*SOURCE TEXT:*
2026-03-31

1-bit Bonsai 8B

PrismML

llm-quantization edge-deployment 1-bit-models

problem

LLM inference at deployment is dominated by memory bandwidth, not compute. during autoregressive token generation, every output token requires reading the full set of model weights from memory, making weight precision the primary lever for deployment efficiency. pushing below 4-bit has been attempted (BitNet b1.58, OneBit), but quality degrades in brittle ways – models stay fluent but lose reliability on multi-step reasoning, tool use, and edge cases. near-1-bit approaches also tend to require custom calibration sets, auxiliary metadata, partial higher-precision escape hatches, or bespoke runtimes that don’t integrate with standard inference stacks. the result: 1-bit has remained theoretically appealing but practically out of reach for production deployment.

*MATERIAL SHOWN:*
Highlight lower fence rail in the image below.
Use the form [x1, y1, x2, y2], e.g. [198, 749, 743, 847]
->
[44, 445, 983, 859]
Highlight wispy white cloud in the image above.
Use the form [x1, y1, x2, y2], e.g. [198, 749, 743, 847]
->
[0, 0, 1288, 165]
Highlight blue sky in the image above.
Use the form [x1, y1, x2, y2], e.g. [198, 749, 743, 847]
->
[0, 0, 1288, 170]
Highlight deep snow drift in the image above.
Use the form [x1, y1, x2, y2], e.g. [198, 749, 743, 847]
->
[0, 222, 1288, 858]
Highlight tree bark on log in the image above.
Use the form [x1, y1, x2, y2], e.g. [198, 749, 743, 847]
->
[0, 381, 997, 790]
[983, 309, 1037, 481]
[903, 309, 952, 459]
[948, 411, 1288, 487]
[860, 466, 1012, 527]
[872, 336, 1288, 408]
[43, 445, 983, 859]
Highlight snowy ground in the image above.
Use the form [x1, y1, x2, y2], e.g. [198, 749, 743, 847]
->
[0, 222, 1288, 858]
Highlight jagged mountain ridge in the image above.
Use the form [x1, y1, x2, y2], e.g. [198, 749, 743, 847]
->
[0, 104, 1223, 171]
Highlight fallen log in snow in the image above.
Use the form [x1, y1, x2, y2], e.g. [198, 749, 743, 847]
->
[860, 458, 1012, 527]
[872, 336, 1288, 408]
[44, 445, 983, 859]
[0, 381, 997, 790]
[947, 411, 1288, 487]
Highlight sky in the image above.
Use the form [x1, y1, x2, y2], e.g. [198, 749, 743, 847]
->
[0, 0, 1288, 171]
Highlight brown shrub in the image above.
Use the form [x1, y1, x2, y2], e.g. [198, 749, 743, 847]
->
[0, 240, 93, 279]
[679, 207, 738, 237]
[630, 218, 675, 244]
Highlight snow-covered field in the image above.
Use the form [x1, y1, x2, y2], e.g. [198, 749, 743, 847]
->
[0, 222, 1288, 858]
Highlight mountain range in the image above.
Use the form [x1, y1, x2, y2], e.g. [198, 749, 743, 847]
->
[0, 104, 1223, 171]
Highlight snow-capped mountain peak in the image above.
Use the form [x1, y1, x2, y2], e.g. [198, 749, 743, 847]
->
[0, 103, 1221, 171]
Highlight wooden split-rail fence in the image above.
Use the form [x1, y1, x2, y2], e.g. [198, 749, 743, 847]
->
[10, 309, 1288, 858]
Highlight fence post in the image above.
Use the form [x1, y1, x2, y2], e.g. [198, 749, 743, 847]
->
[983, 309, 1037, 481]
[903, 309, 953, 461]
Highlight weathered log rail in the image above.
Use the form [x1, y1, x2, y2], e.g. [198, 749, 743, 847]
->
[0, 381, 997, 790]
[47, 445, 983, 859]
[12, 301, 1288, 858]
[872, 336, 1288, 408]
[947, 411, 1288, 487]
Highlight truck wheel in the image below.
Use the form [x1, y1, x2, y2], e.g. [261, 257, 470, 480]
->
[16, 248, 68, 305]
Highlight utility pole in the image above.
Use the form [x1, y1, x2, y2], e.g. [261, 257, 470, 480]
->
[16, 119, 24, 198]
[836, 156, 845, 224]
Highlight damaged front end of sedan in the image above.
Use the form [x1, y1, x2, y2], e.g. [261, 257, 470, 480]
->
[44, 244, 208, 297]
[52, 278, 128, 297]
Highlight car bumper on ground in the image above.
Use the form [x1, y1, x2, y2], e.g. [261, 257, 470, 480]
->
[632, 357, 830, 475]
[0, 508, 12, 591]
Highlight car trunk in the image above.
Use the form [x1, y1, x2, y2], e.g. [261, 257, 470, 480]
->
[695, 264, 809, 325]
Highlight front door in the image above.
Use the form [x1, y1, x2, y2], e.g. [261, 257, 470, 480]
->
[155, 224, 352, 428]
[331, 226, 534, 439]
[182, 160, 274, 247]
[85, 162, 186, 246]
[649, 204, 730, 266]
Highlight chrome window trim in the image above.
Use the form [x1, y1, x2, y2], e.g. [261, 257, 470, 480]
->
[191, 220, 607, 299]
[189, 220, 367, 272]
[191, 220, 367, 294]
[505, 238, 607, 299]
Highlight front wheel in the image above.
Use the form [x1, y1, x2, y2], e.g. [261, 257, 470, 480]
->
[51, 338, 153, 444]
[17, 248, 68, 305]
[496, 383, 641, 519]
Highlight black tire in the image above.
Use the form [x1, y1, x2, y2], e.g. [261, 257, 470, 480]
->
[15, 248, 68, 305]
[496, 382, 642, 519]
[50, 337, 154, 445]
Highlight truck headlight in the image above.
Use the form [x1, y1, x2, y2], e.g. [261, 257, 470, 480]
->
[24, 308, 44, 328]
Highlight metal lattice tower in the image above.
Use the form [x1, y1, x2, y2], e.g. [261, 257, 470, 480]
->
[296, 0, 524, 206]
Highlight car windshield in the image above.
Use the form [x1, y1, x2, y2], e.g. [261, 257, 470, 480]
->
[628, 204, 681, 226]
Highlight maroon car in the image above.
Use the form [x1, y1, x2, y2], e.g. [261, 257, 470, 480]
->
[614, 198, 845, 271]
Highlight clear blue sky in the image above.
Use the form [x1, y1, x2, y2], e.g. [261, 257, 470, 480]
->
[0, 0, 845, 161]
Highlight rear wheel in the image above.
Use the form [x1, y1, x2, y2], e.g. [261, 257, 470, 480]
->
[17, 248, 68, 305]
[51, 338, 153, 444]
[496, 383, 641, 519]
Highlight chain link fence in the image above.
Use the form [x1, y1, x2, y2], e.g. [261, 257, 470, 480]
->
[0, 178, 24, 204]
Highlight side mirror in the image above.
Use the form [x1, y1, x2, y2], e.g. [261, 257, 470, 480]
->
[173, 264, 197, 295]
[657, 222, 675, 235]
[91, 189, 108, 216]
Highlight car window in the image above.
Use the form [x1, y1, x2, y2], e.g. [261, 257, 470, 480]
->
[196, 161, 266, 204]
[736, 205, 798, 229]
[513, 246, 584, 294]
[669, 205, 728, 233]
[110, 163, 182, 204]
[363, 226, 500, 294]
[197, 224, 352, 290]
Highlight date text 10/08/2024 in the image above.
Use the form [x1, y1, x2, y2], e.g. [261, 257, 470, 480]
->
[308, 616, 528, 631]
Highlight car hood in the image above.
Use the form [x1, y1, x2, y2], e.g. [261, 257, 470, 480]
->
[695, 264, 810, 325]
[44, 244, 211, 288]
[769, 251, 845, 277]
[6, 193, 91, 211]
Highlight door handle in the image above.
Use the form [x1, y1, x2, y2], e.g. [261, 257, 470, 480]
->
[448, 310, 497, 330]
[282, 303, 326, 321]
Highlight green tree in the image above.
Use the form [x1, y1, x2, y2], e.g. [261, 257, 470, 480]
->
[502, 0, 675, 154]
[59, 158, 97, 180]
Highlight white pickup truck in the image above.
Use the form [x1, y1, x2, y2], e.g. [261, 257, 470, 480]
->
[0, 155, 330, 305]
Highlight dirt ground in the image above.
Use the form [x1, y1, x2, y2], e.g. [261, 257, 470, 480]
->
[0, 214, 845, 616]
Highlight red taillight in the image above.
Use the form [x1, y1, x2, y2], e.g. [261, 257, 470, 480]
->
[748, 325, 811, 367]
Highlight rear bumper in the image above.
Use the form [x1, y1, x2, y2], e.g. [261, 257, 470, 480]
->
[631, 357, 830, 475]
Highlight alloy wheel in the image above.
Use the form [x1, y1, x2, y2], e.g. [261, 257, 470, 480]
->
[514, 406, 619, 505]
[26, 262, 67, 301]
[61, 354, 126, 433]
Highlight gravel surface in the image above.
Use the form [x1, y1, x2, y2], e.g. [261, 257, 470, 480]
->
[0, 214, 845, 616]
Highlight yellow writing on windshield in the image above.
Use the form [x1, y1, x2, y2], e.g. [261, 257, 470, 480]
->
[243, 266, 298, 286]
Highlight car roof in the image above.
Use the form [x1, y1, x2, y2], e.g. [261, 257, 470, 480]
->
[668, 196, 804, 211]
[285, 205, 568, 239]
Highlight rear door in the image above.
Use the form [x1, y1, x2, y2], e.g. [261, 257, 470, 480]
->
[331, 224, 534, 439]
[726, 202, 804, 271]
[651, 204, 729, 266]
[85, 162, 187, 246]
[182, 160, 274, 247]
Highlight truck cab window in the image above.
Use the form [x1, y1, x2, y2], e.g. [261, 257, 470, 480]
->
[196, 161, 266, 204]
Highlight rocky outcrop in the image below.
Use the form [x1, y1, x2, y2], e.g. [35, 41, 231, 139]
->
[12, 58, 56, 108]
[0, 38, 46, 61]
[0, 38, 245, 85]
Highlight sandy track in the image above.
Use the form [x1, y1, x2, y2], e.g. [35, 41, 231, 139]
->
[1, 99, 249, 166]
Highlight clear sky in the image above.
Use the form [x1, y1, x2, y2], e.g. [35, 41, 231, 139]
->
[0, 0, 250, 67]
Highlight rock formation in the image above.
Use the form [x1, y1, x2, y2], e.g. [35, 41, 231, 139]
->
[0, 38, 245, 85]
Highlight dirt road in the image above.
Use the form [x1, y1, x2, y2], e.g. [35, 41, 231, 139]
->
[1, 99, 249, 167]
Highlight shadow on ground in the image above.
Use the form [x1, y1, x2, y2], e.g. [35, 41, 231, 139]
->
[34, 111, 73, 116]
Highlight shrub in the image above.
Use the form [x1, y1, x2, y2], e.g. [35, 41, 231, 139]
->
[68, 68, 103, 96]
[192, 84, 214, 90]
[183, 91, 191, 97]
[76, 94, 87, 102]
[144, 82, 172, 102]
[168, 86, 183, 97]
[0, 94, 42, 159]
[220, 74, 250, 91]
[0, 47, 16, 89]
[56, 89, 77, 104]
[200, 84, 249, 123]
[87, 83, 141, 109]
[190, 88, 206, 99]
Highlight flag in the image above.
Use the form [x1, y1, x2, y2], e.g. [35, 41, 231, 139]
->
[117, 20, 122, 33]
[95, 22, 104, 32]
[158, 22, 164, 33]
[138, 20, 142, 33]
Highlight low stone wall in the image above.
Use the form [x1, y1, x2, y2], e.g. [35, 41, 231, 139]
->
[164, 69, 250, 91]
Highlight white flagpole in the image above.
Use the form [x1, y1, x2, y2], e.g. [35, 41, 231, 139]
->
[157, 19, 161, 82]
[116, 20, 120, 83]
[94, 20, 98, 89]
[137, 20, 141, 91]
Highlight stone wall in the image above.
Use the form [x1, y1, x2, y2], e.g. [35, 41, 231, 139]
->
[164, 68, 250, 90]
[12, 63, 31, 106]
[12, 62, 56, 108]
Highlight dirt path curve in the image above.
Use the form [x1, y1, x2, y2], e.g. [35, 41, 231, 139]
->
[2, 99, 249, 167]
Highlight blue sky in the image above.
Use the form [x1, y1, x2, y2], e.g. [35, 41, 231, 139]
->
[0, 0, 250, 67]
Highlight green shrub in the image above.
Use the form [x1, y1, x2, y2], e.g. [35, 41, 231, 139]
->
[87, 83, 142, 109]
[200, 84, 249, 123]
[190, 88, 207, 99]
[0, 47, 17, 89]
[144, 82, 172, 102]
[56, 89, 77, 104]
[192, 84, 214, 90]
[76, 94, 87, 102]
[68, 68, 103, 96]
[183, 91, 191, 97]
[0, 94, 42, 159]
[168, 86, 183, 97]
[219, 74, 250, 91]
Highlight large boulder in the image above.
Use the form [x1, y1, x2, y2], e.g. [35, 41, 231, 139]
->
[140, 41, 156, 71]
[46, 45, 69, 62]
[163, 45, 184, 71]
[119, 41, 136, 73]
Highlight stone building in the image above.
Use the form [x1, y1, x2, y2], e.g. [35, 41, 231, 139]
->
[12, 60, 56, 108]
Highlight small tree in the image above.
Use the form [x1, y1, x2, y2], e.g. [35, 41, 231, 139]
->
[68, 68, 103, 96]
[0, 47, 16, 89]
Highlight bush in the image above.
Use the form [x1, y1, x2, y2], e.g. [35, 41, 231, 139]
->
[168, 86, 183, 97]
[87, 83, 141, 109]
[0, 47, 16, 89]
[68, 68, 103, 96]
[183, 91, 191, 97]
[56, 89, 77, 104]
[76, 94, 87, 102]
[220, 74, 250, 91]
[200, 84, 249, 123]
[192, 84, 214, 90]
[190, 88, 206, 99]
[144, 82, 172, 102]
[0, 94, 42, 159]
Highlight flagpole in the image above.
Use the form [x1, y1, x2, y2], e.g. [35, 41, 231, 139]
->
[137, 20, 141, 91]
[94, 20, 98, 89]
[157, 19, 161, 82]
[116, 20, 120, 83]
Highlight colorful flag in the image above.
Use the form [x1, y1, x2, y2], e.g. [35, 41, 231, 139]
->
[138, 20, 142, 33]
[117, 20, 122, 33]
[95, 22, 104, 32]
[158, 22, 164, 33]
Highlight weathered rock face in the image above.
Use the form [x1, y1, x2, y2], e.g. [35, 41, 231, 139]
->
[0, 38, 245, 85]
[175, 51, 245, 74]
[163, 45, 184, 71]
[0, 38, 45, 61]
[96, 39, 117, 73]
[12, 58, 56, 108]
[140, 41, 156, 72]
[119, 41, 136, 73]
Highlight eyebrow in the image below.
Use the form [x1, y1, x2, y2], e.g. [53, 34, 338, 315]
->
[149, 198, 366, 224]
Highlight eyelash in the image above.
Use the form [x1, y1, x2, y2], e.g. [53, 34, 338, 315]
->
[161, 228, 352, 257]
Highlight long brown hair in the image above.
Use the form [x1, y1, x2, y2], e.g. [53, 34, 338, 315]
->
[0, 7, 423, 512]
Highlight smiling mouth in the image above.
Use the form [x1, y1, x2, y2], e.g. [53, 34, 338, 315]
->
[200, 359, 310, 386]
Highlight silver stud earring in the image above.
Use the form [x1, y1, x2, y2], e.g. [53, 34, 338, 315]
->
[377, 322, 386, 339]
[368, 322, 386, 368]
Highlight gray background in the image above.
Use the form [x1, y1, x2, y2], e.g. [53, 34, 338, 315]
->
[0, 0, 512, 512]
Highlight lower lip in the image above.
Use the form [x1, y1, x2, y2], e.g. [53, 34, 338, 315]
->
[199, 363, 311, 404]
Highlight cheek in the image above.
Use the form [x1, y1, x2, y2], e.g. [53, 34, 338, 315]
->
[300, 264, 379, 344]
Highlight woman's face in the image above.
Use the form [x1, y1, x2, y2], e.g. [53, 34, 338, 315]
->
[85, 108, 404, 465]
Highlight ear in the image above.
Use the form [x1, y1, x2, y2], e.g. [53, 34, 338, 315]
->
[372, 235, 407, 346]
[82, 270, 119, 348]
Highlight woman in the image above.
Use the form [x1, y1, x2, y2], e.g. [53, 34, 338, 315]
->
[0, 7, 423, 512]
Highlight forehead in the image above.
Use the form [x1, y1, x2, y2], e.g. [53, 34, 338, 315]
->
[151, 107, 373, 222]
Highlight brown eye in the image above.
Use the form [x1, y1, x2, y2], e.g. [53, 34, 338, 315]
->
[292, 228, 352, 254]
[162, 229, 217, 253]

*WHAT IS EXPECTED:* Quote the 1-bit Bonsai 8B text from "LLM inference at" up to and including "for production deployment.". The entries have nothing to do with the 1-bit Bonsai 8B text.

*TASK SOLUTION:*
LLM inference at deployment is dominated by memory bandwidth, not compute. during autoregressive token generation, every output token requires reading the full set of model weights from memory, making weight precision the primary lever for deployment efficiency. pushing below 4-bit has been attempted (BitNet b1.58, OneBit), but quality degrades in brittle ways – models stay fluent but lose reliability on multi-step reasoning, tool use, and edge cases. near-1-bit approaches also tend to require custom calibration sets, auxiliary metadata, partial higher-precision escape hatches, or bespoke runtimes that don’t integrate with standard inference stacks. the result: 1-bit has remained theoretically appealing but practically out of reach for production deployment.